Stored dataset items:
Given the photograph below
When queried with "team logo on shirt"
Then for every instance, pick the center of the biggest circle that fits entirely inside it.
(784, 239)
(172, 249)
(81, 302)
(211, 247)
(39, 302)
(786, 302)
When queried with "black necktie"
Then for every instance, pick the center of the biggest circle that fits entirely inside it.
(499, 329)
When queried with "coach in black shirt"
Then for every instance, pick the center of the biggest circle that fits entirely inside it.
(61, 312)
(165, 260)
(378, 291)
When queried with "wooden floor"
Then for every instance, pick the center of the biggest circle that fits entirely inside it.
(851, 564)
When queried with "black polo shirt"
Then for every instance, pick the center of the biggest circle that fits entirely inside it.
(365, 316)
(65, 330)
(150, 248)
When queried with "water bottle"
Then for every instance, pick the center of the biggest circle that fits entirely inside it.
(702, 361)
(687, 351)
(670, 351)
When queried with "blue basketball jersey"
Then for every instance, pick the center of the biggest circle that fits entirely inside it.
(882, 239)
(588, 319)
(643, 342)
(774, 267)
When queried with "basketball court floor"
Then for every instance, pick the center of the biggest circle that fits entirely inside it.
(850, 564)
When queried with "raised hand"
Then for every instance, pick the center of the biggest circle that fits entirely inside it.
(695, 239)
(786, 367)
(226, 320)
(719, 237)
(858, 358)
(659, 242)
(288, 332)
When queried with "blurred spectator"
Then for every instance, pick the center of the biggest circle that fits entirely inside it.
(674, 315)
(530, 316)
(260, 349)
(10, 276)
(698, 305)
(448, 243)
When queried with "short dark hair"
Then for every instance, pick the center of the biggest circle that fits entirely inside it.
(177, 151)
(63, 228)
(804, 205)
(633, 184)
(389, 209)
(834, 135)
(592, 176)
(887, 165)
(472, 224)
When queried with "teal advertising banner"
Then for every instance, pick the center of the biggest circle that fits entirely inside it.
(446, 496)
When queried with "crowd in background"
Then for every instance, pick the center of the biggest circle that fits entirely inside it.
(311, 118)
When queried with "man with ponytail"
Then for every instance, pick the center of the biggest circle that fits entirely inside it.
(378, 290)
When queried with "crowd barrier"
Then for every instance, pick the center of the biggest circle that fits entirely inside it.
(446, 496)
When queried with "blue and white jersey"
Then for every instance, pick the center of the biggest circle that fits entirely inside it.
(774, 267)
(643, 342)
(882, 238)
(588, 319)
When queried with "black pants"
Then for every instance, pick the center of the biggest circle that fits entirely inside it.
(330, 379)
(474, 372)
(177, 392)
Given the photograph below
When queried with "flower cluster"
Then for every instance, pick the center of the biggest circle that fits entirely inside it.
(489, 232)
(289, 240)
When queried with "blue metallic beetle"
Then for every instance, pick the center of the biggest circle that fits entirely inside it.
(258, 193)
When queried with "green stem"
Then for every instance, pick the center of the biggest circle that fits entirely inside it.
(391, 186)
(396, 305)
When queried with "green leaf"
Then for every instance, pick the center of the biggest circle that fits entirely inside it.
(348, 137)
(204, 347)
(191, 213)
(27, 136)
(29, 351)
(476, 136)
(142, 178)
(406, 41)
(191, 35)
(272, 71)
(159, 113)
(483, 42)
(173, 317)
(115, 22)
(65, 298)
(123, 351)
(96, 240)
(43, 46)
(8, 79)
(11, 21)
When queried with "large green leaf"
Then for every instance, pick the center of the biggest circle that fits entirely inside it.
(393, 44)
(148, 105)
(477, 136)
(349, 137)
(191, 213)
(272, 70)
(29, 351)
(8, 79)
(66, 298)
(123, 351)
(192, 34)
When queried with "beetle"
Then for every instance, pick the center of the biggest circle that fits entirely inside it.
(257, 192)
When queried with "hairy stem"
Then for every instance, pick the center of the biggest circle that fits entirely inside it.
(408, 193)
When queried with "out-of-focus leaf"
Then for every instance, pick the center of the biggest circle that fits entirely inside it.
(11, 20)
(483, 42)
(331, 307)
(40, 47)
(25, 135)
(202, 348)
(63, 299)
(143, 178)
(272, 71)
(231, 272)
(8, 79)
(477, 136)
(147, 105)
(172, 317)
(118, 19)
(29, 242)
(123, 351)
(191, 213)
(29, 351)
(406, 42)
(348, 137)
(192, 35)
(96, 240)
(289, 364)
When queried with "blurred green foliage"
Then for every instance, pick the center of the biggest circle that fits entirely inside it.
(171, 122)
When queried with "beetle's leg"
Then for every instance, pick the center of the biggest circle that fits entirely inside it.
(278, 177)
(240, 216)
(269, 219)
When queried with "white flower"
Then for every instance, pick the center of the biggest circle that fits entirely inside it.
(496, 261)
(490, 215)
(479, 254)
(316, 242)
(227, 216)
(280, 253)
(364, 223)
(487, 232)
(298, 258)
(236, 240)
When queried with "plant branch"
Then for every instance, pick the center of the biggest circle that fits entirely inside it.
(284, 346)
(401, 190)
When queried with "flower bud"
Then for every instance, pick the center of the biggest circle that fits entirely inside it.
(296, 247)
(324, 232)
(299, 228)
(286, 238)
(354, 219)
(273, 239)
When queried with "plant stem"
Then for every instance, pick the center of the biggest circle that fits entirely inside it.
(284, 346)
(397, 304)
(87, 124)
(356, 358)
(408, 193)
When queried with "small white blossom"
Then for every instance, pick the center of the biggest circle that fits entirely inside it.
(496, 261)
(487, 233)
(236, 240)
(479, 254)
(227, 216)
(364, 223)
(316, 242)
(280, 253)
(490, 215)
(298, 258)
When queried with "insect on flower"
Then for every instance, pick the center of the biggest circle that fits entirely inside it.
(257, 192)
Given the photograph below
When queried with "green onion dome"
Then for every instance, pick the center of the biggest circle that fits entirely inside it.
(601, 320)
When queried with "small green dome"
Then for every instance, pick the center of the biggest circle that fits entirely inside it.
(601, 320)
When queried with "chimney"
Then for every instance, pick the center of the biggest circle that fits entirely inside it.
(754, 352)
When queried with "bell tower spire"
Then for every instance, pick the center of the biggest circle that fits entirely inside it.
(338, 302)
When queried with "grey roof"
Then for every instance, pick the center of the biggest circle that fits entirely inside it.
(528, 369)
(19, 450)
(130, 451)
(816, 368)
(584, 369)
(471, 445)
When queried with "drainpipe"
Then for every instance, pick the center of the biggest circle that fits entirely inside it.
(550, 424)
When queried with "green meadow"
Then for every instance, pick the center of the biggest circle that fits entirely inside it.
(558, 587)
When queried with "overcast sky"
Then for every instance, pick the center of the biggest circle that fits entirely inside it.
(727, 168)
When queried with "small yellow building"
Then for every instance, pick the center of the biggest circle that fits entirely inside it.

Exercise prompt. When you reach the end of the data, retype all of it exactly.

Response to this task.
Given the photograph below
When queried with "team logo on shirt"
Then for every instance, pick the center of the biggest circle that fits entirely inside it.
(784, 239)
(172, 249)
(81, 302)
(211, 247)
(39, 302)
(786, 302)
When queried with "black necktie"
Then for every instance, pick the center of the biggest circle that fits entirely inside it.
(499, 329)
When queried with "coach in black shirt"
Then for every instance, pick the center of the biggest circle that fits entirely inside it.
(61, 312)
(165, 260)
(378, 291)
When queried with "wooden floor"
Then for every instance, pick the center of the biggest circle that fits entirely inside it.
(851, 564)
When queried with "black polo shirt"
Then for every instance, pick the center of the biggest circle that fits entirely inside it.
(365, 316)
(65, 330)
(150, 248)
When queried with "water bottle"
Then for every instance, pick the center of the biggest circle that fits entirely inside it.
(702, 361)
(687, 351)
(670, 351)
When queried with "blue basketball jersey"
Then for every instance, pick the center of the biggest circle that fits entirely inside it.
(882, 239)
(588, 319)
(643, 342)
(774, 267)
When queried with "basketball court floor"
Then for every instance, pick the center of the biggest circle that fits entirely inside it.
(850, 564)
When queried with "raised hand"
Then for every instance, pick the center of the biggest circle that fits entirely inside it.
(695, 239)
(786, 367)
(226, 320)
(719, 237)
(858, 358)
(659, 242)
(288, 332)
When queried with "blurred spectator"
Then for every instance, pick the center of the biggest circle that fits entirely inside it.
(674, 315)
(530, 316)
(260, 349)
(10, 276)
(698, 305)
(448, 243)
When queried with "short dark hair"
Then for every instance, pick the center of the biggest circle that fits entirely inside it.
(177, 151)
(63, 228)
(804, 205)
(633, 184)
(389, 209)
(834, 135)
(592, 176)
(887, 165)
(472, 224)
When queried with "teal advertising banner"
Then for every instance, pick the center of the biggest circle that fits entirely inside it.
(446, 496)
When queried with "crowd in background"
Then for every instance, pick the center of the biggest circle that fits entirely inside it.
(311, 118)
When queried with "man with ponytail"
Then for every instance, pick the center of the biggest circle that fits entirely inside it.
(378, 290)
When queried with "crowd barrier"
Then for every instance, pick the center of the biggest circle that fits entirely inside it.
(446, 496)
When queried with "blue and white jersey"
Then for every instance, pick the center of the biggest circle that fits entirely inside it.
(774, 267)
(643, 342)
(882, 238)
(588, 319)
When queried with "black pants"
Then for every instance, pick the center of the biggest circle that fits entirely inside it.
(330, 379)
(474, 372)
(177, 392)
Given the photograph below
When queried with "flower cluster"
Then for every instance, pick the center of the biggest circle that fits entirely inside it.
(489, 232)
(289, 240)
When queried with "blue metallic beetle"
Then for every instance, pick the center of the biggest circle that fits entirely inside it.
(258, 193)
When queried with "green stem"
Then for every instance, pick the center of the biggest circle that fits entirely inside it.
(391, 186)
(396, 305)
When queried with "green leaf"
Then for every instance, pick the center of the biggest circle that fits entirely inside it.
(348, 137)
(204, 347)
(191, 213)
(27, 136)
(29, 351)
(476, 136)
(142, 178)
(406, 41)
(191, 35)
(272, 71)
(159, 113)
(483, 42)
(173, 317)
(115, 22)
(65, 298)
(123, 351)
(96, 240)
(43, 46)
(8, 79)
(11, 21)
When queried with "large green leaf"
Then for every instance, pick the center of the biggest circle that fits entirely inside it.
(393, 44)
(148, 105)
(477, 136)
(349, 137)
(191, 213)
(272, 70)
(29, 351)
(8, 79)
(66, 298)
(123, 351)
(192, 34)
When queried with "beetle"
Then for every instance, pick the center of the biggest circle that fits entirely inside it.
(257, 192)
When queried with "hairy stem"
Then for every instance, pick the center of the biggest circle that fits entirely inside it.
(408, 193)
When queried with "out-of-focus leaf"
Then for every instance, pick the center of the biggest circle that fits entirely inside it.
(11, 20)
(483, 42)
(331, 307)
(40, 47)
(25, 135)
(202, 348)
(63, 299)
(143, 178)
(272, 71)
(231, 272)
(8, 79)
(477, 136)
(147, 105)
(172, 317)
(118, 19)
(29, 242)
(123, 351)
(191, 213)
(29, 351)
(406, 42)
(348, 137)
(192, 35)
(96, 240)
(289, 364)
When queried with "blurred green foliage"
Then for every instance, pick the center of the biggest circle that fits entirely inside it.
(171, 122)
When queried with "beetle's leg"
Then for every instance, pick the center of the biggest circle that fits entirely inside it.
(278, 177)
(240, 216)
(269, 219)
When queried with "white flower"
Then for every instance, pick the center of the biggest circle that fits entirely inside it.
(496, 261)
(490, 215)
(479, 254)
(316, 242)
(227, 216)
(280, 253)
(364, 223)
(487, 232)
(298, 258)
(236, 240)
When queried with "plant branch"
Then for every instance, pick the center of the biggest circle that fits entirely inside it.
(284, 346)
(401, 190)
When queried with "flower bud"
Then for every instance, pick the center of the biggest circle that fits entirely inside it.
(296, 247)
(324, 232)
(299, 228)
(286, 238)
(354, 219)
(273, 239)
When queried with "plant stem"
Then for every instance, pick the center of the biggest circle that fits entirely inside it.
(284, 346)
(397, 304)
(87, 124)
(356, 358)
(408, 193)
When queried with "small white blossom"
Then for every instance, pick the center of the biggest circle that fits entirely inside it.
(496, 261)
(487, 233)
(236, 240)
(479, 254)
(227, 216)
(364, 223)
(316, 242)
(280, 253)
(490, 215)
(298, 258)
When queried with "insect on flower"
Then for every instance, pick the center of the biggest circle that fits entirely inside it.
(257, 192)
Given the photograph below
When queried with "green onion dome"
Then for every instance, pick the center of the biggest circle that fits entirely inside it.
(601, 320)
When queried with "small green dome"
Then for every instance, pick the center of the biggest circle that fits entirely inside it.
(601, 320)
When queried with "chimney"
Then for every instance, pick the center of the biggest circle that fits entirely inside it.
(754, 352)
When queried with "bell tower spire"
Then for every instance, pick the center of the biggest circle that fits entirely inside it.
(338, 302)
When queried with "grey roof"
Then for every instance, pick the center of the biggest circle that fits entirely inside it.
(528, 369)
(19, 450)
(130, 451)
(816, 368)
(584, 369)
(471, 445)
When queried with "drainpipe"
Then for every instance, pick the center of the biggest circle that fits entirely inside it.
(550, 424)
When queried with "green meadow"
Then for every instance, pick the center of the biggest circle that fits entirely inside it.
(558, 587)
When queried with "overcast sky"
Then for every instance, pick the center of the biggest circle that fits entirely inside it.
(727, 168)
When queried with "small yellow building"
Then for every instance, pick the center of the biggest circle that fits entirely inside it.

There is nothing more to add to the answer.